WHAT YOU SHOULD DO =
Copy every line of the records, starting at the line that contains "TARGET = eyebrow" and ending at the last line of the records. Shift each pixel coordinate in the answers by adding 3 to both of its numbers.

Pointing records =

··········

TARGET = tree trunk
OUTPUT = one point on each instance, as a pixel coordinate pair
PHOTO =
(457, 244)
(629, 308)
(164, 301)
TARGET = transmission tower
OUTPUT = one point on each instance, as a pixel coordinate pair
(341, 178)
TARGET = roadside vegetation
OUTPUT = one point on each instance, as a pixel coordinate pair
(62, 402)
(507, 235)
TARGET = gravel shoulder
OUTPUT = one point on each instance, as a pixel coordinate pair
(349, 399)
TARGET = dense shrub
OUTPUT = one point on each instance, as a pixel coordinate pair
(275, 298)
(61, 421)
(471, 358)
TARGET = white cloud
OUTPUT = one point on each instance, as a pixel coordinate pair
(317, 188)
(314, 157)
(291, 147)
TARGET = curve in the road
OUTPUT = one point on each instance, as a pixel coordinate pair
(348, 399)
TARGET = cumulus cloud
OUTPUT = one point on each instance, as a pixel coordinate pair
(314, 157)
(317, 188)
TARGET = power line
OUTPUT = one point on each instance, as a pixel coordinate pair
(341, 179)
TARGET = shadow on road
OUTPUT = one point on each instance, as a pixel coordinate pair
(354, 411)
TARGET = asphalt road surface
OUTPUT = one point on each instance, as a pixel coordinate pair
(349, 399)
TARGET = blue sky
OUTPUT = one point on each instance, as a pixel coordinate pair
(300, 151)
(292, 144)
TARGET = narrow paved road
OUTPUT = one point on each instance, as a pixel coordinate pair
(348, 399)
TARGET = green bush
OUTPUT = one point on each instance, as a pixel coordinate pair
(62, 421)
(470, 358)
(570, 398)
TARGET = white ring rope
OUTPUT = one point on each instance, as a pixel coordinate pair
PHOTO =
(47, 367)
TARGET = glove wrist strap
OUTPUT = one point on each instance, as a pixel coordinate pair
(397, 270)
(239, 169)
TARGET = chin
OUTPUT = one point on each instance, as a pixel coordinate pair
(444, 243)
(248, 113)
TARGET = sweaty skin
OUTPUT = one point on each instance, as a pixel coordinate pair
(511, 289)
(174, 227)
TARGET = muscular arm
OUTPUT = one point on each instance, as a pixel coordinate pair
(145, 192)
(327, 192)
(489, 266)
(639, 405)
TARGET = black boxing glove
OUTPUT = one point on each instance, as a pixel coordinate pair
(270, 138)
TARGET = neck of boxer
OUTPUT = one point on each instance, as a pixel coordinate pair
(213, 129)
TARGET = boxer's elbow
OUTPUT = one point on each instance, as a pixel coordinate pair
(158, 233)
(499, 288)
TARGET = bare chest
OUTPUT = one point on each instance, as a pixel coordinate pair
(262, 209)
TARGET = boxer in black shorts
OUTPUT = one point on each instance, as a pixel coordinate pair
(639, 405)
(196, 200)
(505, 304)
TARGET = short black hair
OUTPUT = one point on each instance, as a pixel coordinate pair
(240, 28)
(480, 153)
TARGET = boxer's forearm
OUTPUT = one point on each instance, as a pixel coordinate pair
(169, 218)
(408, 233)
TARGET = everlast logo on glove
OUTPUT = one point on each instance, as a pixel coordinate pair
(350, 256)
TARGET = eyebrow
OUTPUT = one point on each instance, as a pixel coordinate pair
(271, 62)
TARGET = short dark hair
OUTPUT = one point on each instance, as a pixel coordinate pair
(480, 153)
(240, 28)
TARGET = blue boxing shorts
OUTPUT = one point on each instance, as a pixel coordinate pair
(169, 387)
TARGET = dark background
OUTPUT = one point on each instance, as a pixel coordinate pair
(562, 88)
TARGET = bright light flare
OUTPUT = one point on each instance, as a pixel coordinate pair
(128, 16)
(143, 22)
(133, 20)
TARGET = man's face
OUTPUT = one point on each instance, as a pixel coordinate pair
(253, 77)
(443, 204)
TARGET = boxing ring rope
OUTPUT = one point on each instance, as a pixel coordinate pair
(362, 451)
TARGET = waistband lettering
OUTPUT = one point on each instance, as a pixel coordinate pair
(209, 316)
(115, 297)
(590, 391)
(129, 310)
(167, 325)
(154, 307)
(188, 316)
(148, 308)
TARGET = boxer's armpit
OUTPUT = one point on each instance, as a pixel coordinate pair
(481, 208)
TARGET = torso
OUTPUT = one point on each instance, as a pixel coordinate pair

··········

SOLUTION =
TARGET = eyebrow
OUTPUT = one point on each instance, as a pixel coordinate pair
(274, 65)
TARGET = short dark hair
OUTPUT = one point on each instance, as a pixel coordinate pair
(483, 156)
(243, 31)
TARGET = blue boxing shorts
OUTPUT = one point on each instance, as a pixel coordinate pair
(172, 390)
TARGET = dark background
OUTPUT = one point on each instance, as a pixel coordinate pair
(565, 91)
TARGET = bright light flare
OUTPUT = one point on each instance, as a pixel coordinate pair
(131, 19)
(146, 25)
(136, 23)
TARGET = man's face
OUTPUT = one point on each instance, as a pixel coordinate pair
(256, 80)
(446, 207)
TARGET = boxing ring rope
OUTPUT = one point on each instance, as a pixel coordinate pair
(365, 454)
TARGET = waistband lettering
OUTPUT = one point on each instance, as a pixel coordinate pair
(212, 319)
(118, 300)
(593, 394)
(132, 313)
(170, 328)
(157, 310)
(191, 319)
(151, 311)
TARGET = boxer's armpit
OUTPUT = one point on each instance, as a pixel coordinate pair
(484, 211)
TARGET = torso
OUTPUT = one point on each instance, as a pixel coordinate pair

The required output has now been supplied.